Set exercise -
Show each line of the data below that contains the string "black". Case matters.

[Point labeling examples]
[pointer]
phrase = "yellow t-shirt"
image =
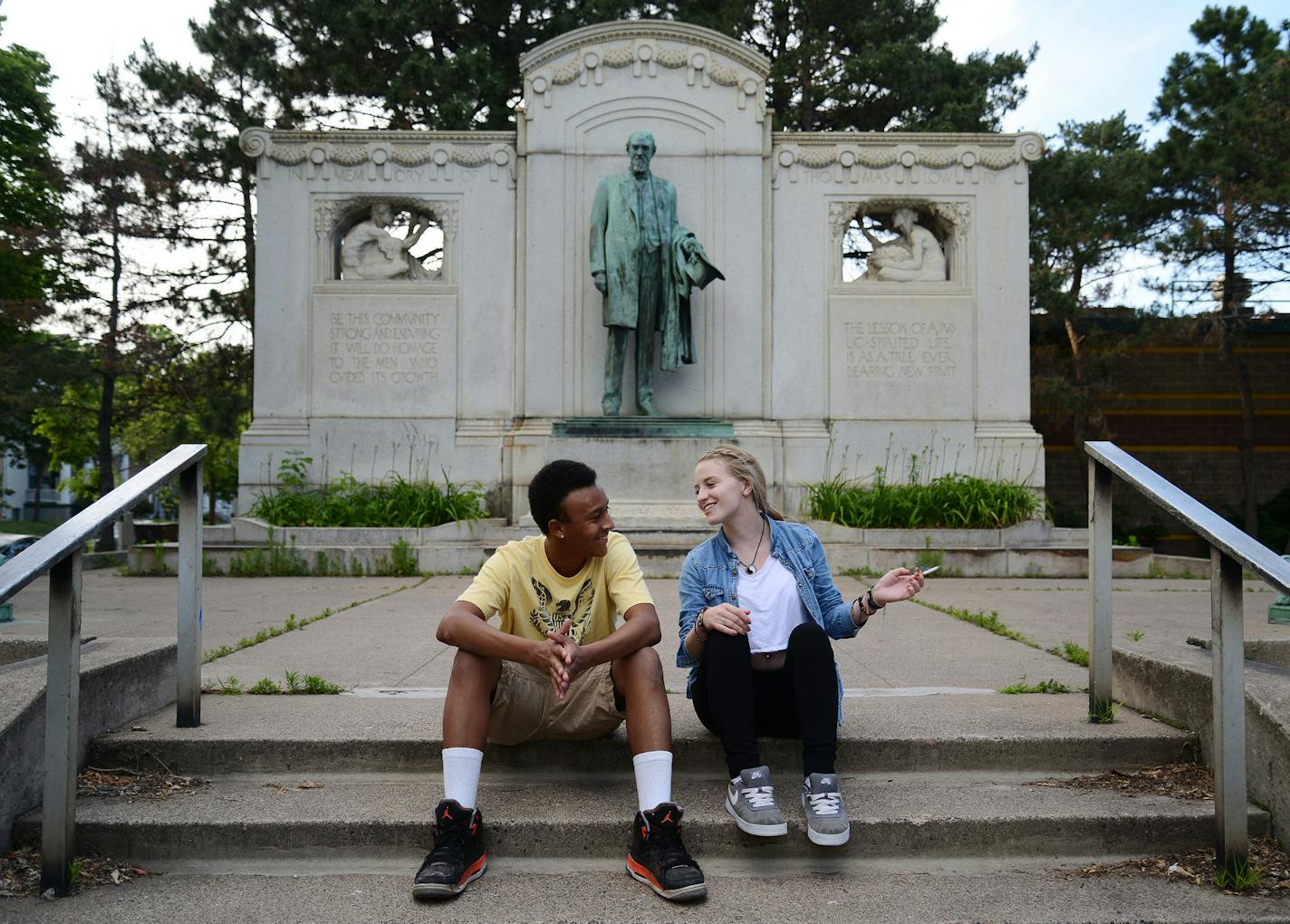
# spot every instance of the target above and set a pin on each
(533, 599)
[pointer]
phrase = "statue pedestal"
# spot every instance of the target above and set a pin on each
(642, 428)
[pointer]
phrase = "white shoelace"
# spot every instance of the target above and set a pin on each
(760, 796)
(826, 803)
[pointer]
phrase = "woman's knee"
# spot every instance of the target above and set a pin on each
(721, 647)
(809, 638)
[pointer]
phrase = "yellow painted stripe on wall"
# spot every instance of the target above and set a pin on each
(1191, 412)
(1209, 351)
(1182, 397)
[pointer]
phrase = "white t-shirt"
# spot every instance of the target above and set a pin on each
(775, 607)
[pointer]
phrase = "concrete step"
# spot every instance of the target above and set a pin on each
(903, 733)
(578, 890)
(589, 814)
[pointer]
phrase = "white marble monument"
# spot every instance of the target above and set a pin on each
(873, 304)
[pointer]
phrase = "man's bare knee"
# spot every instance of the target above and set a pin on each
(475, 671)
(639, 670)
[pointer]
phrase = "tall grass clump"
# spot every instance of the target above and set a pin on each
(346, 502)
(946, 501)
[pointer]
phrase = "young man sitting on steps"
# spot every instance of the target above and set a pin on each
(557, 669)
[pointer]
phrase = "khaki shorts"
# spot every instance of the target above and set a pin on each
(525, 706)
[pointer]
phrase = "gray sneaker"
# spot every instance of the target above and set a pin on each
(751, 802)
(826, 818)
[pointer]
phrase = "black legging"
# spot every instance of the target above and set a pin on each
(799, 701)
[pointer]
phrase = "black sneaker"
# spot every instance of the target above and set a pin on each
(458, 859)
(658, 857)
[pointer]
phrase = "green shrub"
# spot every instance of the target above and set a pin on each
(403, 560)
(276, 559)
(952, 501)
(346, 502)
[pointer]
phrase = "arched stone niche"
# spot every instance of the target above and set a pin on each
(948, 221)
(335, 216)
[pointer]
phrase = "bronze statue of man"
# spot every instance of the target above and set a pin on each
(644, 264)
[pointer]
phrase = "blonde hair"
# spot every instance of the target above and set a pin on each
(742, 465)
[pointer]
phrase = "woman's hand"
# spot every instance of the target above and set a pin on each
(727, 619)
(898, 583)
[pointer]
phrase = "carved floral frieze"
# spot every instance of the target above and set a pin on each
(383, 154)
(848, 158)
(708, 58)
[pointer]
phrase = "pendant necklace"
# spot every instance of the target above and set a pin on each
(751, 567)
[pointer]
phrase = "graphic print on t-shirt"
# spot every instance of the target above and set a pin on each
(547, 619)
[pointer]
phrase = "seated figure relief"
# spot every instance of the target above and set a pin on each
(371, 252)
(915, 255)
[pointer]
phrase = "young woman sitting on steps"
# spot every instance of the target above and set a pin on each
(757, 611)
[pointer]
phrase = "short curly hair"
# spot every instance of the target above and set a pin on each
(553, 484)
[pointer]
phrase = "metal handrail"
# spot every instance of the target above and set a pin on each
(1231, 552)
(60, 553)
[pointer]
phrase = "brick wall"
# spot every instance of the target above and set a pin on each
(1169, 398)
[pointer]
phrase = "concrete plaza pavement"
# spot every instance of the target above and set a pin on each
(387, 640)
(382, 630)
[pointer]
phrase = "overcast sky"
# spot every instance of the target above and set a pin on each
(1097, 57)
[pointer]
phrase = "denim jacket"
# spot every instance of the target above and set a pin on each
(709, 577)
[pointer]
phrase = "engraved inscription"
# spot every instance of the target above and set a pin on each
(900, 350)
(389, 349)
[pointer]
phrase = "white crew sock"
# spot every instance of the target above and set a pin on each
(462, 775)
(653, 778)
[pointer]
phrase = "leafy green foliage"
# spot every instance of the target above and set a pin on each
(347, 502)
(1227, 181)
(1070, 650)
(1243, 877)
(952, 501)
(310, 684)
(403, 562)
(866, 64)
(30, 192)
(275, 559)
(1022, 687)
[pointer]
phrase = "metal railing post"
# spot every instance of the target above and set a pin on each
(1228, 653)
(188, 672)
(1099, 585)
(63, 708)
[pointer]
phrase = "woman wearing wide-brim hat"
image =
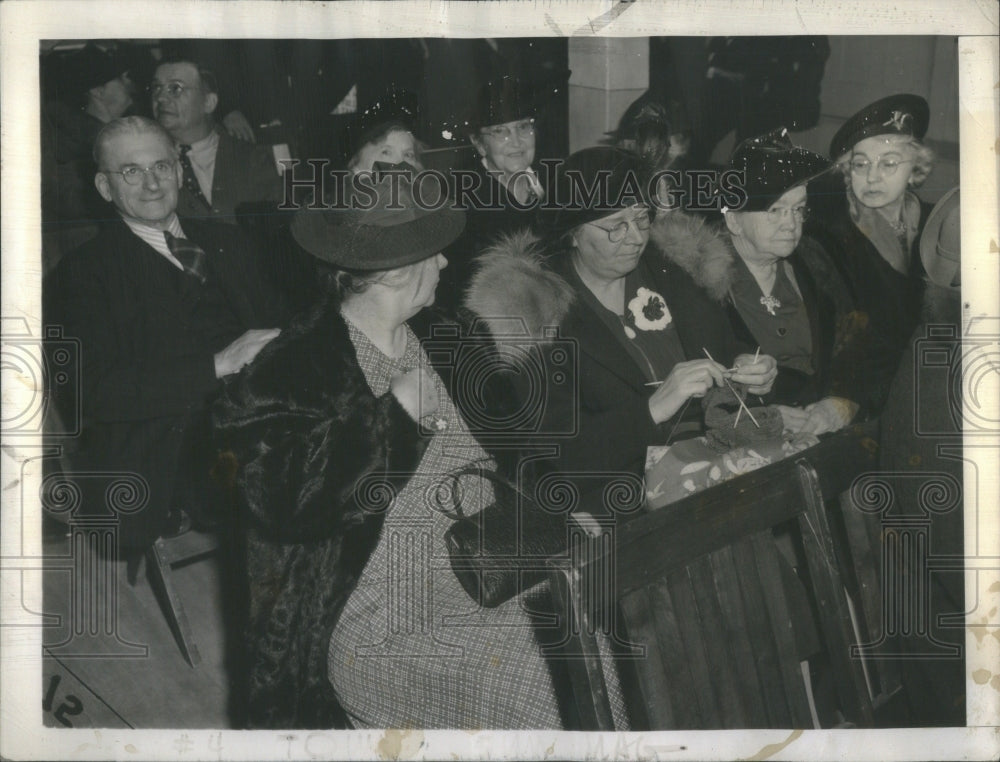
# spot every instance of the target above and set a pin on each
(871, 224)
(922, 392)
(343, 432)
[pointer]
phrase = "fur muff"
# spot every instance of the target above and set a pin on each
(307, 434)
(697, 248)
(512, 283)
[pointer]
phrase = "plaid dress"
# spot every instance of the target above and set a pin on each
(411, 649)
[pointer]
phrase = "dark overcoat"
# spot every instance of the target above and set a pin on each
(147, 358)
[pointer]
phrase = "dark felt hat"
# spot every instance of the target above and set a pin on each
(505, 99)
(376, 226)
(941, 241)
(902, 114)
(591, 184)
(772, 166)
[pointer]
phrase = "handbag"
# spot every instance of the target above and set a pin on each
(502, 550)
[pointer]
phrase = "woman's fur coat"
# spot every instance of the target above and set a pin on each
(319, 459)
(599, 421)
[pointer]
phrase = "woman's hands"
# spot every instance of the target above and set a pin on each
(688, 379)
(758, 375)
(416, 392)
(829, 414)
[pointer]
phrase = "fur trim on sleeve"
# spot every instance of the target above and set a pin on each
(513, 287)
(698, 249)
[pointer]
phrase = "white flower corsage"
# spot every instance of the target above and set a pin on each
(647, 312)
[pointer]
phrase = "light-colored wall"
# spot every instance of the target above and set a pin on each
(609, 73)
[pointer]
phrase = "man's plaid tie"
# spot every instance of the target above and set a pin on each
(190, 181)
(189, 254)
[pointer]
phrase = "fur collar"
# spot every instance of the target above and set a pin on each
(512, 283)
(698, 248)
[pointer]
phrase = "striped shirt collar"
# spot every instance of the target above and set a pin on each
(154, 236)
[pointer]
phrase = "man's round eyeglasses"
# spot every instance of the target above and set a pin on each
(133, 175)
(618, 232)
(173, 89)
(799, 213)
(888, 167)
(525, 128)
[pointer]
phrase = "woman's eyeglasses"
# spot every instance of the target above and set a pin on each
(133, 175)
(799, 214)
(618, 232)
(524, 129)
(888, 167)
(173, 89)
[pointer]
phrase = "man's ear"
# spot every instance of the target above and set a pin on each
(211, 101)
(102, 185)
(733, 222)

Task output -
phrase = "black legging"
phrase = "black sneaker"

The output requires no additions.